## Exercise details
I'd like every line in the following listing that holds "black" copied.
Content starts
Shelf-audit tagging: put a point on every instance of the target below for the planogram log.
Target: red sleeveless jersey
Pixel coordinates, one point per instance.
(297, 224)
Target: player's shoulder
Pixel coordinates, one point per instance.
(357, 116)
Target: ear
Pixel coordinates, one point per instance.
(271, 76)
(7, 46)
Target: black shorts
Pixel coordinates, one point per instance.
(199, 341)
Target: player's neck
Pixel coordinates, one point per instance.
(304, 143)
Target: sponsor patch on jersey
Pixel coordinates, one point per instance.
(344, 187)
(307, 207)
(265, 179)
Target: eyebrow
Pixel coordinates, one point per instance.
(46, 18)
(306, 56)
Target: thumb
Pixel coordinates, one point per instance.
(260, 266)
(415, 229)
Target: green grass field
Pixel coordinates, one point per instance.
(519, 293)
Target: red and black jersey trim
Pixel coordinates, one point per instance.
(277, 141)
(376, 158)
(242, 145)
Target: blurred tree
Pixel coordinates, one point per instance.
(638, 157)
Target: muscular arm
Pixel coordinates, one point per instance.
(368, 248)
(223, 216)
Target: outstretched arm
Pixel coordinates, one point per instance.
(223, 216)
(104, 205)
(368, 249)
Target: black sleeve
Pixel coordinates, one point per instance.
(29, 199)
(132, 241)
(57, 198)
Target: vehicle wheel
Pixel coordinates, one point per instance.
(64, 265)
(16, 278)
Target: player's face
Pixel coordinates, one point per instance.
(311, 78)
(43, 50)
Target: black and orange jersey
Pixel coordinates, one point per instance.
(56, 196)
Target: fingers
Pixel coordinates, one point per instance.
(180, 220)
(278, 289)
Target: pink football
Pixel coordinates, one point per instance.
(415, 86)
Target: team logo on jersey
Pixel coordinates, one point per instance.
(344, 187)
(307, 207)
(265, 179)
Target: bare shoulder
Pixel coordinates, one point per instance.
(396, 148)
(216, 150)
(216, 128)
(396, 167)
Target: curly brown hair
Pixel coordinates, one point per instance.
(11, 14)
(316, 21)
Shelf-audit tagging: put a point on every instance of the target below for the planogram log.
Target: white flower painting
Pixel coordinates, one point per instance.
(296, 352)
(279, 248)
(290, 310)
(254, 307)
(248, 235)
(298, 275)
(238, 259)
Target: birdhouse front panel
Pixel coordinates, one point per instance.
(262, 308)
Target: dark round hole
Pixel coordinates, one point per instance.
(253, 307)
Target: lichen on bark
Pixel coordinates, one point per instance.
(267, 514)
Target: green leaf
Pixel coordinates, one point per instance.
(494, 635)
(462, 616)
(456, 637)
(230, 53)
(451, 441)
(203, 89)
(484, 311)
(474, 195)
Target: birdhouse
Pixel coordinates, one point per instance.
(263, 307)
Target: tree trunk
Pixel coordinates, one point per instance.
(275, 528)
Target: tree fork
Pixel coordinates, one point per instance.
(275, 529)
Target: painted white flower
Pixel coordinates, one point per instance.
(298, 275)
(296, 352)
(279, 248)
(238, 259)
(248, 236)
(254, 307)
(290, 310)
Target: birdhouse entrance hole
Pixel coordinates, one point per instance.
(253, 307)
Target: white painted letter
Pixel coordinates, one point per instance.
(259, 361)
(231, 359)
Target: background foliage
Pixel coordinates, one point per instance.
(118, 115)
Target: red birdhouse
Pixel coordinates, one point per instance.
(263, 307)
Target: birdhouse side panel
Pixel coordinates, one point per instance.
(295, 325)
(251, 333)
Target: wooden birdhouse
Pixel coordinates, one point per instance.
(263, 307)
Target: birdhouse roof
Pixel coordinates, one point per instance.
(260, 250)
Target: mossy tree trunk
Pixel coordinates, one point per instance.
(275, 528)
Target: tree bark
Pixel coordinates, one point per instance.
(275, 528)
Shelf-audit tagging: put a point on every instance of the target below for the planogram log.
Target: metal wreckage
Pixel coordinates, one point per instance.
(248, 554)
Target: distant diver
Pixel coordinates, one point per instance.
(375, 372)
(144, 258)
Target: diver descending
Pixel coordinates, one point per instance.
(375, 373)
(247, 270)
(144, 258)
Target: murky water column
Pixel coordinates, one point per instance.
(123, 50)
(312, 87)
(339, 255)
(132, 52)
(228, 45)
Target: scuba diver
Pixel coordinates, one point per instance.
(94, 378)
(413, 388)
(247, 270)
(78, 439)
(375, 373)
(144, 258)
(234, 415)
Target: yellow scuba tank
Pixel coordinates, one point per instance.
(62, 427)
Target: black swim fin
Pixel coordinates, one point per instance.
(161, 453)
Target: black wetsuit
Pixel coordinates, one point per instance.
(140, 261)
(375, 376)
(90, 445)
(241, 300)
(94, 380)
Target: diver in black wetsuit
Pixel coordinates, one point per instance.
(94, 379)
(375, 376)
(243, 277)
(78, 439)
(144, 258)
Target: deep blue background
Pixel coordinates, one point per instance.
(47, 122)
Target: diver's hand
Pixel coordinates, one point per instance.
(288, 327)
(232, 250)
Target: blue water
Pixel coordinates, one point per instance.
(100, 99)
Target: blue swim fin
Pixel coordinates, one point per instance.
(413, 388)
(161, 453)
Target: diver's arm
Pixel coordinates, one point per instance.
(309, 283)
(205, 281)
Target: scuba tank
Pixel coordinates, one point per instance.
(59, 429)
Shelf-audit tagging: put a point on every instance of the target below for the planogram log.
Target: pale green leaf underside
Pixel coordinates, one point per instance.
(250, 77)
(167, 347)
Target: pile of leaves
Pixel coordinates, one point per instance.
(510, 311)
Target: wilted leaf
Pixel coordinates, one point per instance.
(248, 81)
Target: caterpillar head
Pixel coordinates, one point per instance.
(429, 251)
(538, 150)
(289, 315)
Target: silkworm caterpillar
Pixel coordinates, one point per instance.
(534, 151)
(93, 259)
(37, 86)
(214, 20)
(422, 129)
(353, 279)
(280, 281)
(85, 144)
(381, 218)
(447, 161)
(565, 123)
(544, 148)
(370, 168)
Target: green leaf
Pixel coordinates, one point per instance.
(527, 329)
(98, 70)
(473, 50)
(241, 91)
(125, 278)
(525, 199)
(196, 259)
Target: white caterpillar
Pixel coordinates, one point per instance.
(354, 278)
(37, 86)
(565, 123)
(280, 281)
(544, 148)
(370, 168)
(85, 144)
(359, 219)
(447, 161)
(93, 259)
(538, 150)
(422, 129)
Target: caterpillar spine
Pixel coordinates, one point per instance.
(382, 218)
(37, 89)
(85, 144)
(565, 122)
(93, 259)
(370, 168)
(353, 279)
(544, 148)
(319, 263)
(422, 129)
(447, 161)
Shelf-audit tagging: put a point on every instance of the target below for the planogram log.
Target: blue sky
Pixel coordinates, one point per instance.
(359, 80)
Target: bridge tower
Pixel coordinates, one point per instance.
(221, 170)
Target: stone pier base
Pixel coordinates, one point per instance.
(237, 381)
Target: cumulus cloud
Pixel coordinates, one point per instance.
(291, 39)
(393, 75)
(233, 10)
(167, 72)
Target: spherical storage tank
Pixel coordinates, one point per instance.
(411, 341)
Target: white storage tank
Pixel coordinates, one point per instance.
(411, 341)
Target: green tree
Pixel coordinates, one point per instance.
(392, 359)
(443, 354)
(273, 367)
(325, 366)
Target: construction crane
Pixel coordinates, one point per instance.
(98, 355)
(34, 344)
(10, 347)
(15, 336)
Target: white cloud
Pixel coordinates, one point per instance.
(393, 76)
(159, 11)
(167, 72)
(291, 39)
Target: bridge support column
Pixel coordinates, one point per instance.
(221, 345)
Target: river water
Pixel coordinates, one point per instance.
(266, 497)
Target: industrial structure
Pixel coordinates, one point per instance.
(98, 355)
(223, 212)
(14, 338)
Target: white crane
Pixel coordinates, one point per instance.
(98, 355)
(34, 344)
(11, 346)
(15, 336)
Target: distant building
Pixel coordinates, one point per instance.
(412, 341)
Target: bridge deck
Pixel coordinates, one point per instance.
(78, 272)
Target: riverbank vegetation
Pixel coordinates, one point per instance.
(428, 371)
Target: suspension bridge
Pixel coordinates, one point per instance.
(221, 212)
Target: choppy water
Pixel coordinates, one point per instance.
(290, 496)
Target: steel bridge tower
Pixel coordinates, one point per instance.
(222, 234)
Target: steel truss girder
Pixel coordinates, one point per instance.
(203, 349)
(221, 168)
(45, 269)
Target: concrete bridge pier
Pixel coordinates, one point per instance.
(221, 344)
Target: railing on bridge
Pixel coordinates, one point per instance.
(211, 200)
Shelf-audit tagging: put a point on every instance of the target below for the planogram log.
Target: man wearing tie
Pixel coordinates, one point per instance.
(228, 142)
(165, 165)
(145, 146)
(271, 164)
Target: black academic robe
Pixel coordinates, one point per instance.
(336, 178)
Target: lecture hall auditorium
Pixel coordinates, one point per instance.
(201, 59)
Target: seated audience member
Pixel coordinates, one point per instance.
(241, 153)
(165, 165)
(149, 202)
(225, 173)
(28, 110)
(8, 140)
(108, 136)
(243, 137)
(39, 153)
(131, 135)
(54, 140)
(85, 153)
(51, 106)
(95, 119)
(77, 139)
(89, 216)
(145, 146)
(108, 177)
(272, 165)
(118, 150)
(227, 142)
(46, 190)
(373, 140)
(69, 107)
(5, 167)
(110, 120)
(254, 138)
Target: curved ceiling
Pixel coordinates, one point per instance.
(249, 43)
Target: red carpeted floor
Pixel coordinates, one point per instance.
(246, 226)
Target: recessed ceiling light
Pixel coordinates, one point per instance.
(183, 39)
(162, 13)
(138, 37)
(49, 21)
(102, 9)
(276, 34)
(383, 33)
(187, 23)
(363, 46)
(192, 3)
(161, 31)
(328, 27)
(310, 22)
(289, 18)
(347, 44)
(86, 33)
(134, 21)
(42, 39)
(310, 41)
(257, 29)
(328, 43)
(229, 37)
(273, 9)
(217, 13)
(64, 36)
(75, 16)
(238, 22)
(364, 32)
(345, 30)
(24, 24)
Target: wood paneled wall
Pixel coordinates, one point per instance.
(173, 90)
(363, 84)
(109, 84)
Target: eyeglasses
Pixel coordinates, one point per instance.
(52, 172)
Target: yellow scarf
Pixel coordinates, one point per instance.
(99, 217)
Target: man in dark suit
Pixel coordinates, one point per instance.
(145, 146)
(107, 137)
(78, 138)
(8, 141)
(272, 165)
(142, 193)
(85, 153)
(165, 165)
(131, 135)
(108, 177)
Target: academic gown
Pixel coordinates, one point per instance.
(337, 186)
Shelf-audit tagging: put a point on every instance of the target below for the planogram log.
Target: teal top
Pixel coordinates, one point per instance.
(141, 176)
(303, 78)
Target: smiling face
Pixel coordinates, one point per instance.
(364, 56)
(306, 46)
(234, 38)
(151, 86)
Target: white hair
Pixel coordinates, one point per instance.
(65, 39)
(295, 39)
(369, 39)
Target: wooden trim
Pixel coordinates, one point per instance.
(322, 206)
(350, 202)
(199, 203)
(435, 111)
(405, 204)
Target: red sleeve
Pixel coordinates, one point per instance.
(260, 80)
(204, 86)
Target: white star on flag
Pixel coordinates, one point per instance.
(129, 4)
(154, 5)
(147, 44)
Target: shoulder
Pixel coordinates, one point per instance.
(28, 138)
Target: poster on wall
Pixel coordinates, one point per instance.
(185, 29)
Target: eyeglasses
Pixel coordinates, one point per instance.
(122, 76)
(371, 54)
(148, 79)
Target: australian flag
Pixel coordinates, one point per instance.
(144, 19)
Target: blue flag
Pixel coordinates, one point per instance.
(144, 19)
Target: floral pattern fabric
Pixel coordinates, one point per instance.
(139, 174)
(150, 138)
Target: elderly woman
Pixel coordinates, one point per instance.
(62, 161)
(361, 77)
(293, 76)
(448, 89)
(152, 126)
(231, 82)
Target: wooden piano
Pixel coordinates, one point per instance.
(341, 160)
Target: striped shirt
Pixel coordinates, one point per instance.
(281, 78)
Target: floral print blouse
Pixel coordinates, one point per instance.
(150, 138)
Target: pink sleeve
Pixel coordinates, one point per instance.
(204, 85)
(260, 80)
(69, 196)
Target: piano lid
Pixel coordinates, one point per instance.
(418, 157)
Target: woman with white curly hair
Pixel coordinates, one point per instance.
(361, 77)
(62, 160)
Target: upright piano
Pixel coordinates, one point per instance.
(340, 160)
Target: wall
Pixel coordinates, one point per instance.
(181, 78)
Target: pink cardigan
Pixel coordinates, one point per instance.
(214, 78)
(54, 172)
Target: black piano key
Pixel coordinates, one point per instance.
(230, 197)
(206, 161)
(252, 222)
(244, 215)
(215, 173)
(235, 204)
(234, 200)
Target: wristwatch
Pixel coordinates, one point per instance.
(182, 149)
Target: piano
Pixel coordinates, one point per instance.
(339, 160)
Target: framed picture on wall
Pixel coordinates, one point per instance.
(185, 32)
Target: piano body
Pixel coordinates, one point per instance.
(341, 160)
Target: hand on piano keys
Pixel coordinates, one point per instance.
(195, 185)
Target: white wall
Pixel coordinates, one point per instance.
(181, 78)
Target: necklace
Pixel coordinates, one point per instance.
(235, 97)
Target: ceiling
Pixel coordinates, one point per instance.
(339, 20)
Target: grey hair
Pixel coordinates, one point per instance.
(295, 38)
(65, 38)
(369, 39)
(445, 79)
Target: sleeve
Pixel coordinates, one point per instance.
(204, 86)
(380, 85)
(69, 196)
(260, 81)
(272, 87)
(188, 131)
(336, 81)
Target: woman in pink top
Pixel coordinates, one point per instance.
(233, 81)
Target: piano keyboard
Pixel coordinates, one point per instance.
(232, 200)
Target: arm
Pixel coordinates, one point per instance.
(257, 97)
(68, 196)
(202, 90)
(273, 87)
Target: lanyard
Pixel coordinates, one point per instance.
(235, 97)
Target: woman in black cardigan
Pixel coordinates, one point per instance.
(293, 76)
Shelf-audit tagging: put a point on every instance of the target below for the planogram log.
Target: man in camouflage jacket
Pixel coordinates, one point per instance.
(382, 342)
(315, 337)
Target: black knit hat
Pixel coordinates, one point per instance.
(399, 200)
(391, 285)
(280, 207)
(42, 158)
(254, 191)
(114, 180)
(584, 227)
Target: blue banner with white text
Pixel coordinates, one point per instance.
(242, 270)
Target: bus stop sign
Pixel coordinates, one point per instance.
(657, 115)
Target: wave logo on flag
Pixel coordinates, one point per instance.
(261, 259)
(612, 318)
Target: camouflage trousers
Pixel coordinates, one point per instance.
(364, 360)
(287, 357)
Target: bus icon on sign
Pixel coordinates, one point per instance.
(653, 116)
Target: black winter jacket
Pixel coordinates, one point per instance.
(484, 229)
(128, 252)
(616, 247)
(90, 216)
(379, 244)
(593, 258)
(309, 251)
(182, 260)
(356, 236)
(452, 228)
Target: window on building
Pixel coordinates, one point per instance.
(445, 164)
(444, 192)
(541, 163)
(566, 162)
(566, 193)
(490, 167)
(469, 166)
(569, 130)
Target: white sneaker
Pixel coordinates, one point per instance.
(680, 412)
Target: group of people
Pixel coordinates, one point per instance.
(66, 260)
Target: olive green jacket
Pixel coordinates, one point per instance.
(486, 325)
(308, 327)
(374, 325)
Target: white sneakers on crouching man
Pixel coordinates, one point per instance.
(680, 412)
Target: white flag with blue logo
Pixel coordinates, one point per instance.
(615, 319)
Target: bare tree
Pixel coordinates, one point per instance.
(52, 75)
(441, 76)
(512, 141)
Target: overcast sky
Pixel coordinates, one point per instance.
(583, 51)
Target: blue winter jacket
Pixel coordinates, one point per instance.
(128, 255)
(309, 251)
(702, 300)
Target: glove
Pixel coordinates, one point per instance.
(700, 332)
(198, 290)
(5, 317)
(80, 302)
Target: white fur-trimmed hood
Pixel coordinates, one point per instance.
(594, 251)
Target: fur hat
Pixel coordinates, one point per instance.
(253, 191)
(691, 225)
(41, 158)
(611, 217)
Content ends
## Exercise response
Target: black shorts
Target: red and black jersey trim
Target: black sleeve
Target: black and orange jersey
Target: black swim fin
Target: black wetsuit
Target: diver in black wetsuit
Target: black academic robe
Target: black piano key
Target: woman in black cardigan
Target: black knit hat
Target: black winter jacket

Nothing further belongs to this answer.